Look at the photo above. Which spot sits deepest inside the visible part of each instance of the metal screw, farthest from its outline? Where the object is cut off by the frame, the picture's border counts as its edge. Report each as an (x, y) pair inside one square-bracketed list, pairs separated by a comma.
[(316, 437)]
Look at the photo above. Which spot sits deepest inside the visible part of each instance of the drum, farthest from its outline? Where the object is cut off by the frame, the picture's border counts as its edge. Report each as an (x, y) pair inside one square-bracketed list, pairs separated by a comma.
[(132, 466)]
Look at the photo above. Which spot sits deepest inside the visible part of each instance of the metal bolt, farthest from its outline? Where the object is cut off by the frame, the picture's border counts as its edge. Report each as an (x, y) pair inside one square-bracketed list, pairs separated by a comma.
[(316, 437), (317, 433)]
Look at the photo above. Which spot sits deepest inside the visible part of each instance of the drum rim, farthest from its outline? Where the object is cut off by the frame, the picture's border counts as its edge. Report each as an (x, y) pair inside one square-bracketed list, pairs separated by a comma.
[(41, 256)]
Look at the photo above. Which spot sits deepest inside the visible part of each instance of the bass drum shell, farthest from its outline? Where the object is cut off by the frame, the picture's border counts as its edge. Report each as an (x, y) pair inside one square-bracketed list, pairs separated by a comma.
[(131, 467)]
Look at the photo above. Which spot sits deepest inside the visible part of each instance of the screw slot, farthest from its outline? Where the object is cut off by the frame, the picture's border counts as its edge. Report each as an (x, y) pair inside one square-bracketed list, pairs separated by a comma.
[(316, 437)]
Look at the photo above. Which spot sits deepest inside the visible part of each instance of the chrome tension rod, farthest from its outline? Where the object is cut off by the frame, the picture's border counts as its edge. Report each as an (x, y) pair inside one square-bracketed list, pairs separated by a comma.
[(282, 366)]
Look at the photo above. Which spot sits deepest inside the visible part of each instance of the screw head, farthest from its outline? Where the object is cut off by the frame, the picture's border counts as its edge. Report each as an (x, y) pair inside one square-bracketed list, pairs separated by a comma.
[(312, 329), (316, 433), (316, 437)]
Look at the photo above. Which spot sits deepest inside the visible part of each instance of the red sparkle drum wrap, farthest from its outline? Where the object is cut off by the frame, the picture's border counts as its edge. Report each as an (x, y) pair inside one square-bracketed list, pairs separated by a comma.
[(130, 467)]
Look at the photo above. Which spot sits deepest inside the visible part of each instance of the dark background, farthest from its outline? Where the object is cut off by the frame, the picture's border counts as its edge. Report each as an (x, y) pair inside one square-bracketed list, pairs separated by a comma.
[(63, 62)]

===

Short exercise: Reproduce the listing above word for word, every line included.

Full response:
Look at the photo above. Which spot sits deepest inside the visible part of each instance of the metal screw, farthest from its outline? Where the object is cut off by the frame, the picture's border counts as its edge. Report each as an (x, y) pair inside one square-bracketed list, pairs separated by a comma.
[(316, 437)]
Look at the photo above. Which spot sits deepest inside the visible part of each instance of the drum, farthest from its outline? Where the object is cut off by the frame, the picture's border counts as its edge. Report each as an (x, y) pair inside one square-bracketed list, pairs separated by a comma.
[(132, 466)]
Look at the photo above. Which spot sits deepest inside the visible part of each instance of the metal bolt, farthest from its outline? Where the object is cut off by the frame, the picture's border counts as its edge. Report each as an (x, y) pair inside one square-bracketed list, pairs separated by a comma.
[(316, 437), (317, 433)]
Look at the photo above. Which spot sits deepest inside the visible part of each instance of the drum rim, farthest from its outline? Where the object is cut off by the frame, the picture's border counts as its edge. Report each as an (x, y) pair inside one square-bracketed list, pairs separated by a comma.
[(41, 256)]
Look at the photo above. Which spot sits deepest inside the visible part of each instance of the bass drum shell, farthest from its outline? Where the object is cut off by the frame, the picture's border counts as its edge. Report each as an (x, y) pair inside one square-bracketed list, pairs separated by a comma.
[(131, 467)]
Look at the photo above. Which spot sits deepest inside the visible part of each instance of the screw slot, farthest from its outline? Where the object is cut off by the frame, the picture's border counts as its edge. Report each as an (x, y) pair inside one square-bracketed list, pairs separated by a comma.
[(316, 437)]
Look at the photo above. Which spot sits deepest inside the visible part of each instance of the chrome tension rod, farthest from its outline? Where the object is cut off by the frame, the picture's border counts as its edge. Report each as an (x, y) pair inside one square-bracketed list, pairs separated by a comma.
[(282, 366)]
Look at the photo above. Which spot sits deepest inside the visible part of each instance of the screw head, farthest from its outline? Where the object is cut off by the frame, the picture's border counts as its edge. Report each as an (x, y) pair inside one square-bracketed list, pairs separated by a comma.
[(312, 329), (316, 433), (316, 437)]
Look at the photo above. Which spot sits deepest inside the visible part of each instance of the red sparkle drum wrap, farthest from its outline? Where the object is cut off by the frame, the picture's border counts as its edge. Report each as an (x, y) pair inside one square-bracketed list, pairs separated by a comma.
[(130, 467)]
Look at the photo above. Which spot sits deepest inside the visible part of each instance of the dark background, farthest from its outline? Where the object is cut off by the frame, the picture's border counts as its edge. Report each as an (x, y) pair inside one square-bracketed list, pairs separated by a comma.
[(63, 62)]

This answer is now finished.